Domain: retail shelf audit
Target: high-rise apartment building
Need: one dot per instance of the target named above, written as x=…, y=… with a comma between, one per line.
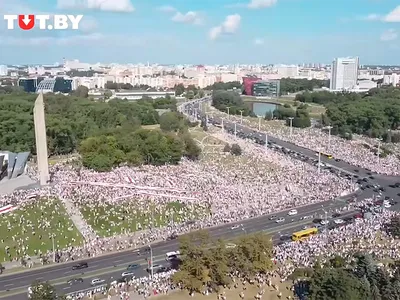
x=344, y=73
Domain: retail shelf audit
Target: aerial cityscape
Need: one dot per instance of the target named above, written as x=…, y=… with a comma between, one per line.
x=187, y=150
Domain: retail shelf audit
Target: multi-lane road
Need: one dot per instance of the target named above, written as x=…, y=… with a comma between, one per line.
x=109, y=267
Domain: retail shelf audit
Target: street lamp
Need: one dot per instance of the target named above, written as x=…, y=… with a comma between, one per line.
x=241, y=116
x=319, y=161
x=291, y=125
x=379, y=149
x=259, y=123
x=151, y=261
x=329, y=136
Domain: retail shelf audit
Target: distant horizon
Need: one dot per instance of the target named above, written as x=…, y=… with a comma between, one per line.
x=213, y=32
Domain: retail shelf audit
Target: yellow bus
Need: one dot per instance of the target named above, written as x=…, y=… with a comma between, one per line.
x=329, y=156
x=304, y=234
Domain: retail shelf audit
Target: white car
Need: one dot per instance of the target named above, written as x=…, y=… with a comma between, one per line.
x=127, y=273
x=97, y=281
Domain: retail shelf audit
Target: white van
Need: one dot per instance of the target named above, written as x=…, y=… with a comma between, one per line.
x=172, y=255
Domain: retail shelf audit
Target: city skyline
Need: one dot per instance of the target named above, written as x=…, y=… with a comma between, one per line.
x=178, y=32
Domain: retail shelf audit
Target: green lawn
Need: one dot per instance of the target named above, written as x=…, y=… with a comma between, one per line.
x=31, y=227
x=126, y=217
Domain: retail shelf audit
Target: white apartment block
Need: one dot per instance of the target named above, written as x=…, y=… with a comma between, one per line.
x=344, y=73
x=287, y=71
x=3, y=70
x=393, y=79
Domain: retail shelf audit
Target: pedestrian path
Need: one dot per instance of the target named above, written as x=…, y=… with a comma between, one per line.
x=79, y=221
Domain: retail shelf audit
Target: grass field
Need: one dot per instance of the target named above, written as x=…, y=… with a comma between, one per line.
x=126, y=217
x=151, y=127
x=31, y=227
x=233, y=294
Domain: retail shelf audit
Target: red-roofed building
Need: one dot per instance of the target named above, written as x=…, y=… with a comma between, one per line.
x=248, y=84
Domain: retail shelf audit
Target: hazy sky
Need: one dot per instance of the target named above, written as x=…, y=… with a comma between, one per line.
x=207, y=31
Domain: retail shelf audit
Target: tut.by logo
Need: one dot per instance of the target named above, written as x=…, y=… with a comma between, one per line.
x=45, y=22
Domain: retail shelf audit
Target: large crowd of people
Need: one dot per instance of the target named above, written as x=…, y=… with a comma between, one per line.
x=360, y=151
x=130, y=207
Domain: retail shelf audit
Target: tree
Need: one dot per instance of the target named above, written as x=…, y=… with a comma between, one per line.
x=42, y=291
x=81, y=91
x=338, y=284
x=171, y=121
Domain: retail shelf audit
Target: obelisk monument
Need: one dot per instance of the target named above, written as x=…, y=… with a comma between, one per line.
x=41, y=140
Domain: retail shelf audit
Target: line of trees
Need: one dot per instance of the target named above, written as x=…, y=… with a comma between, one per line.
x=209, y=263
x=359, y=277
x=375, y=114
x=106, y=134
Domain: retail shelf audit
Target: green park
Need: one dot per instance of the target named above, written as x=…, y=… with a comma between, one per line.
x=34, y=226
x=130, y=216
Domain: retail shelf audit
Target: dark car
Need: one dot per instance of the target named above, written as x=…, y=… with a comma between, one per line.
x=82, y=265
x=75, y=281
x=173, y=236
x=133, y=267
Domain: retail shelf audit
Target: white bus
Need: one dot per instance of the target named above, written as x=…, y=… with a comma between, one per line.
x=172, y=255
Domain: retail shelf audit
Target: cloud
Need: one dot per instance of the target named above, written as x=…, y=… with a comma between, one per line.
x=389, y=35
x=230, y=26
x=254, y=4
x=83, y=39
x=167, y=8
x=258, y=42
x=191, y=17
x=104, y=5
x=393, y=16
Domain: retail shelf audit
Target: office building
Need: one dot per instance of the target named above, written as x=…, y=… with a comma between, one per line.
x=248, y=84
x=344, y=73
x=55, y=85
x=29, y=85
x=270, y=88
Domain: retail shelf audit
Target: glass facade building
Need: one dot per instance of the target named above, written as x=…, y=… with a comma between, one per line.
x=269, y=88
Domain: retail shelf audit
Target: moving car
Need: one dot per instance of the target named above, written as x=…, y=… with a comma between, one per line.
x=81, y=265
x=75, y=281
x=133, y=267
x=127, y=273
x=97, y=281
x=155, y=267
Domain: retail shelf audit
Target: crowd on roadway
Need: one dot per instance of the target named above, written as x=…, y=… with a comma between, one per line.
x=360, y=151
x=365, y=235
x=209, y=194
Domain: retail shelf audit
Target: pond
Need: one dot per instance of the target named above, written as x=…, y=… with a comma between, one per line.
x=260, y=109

▶ [AIM OF THE EXERCISE]: Every line above that carries the string "white" should be copied.

▶ [RESULT]:
Target: white car
Target: white van
Target: white apartment block
Target: white bus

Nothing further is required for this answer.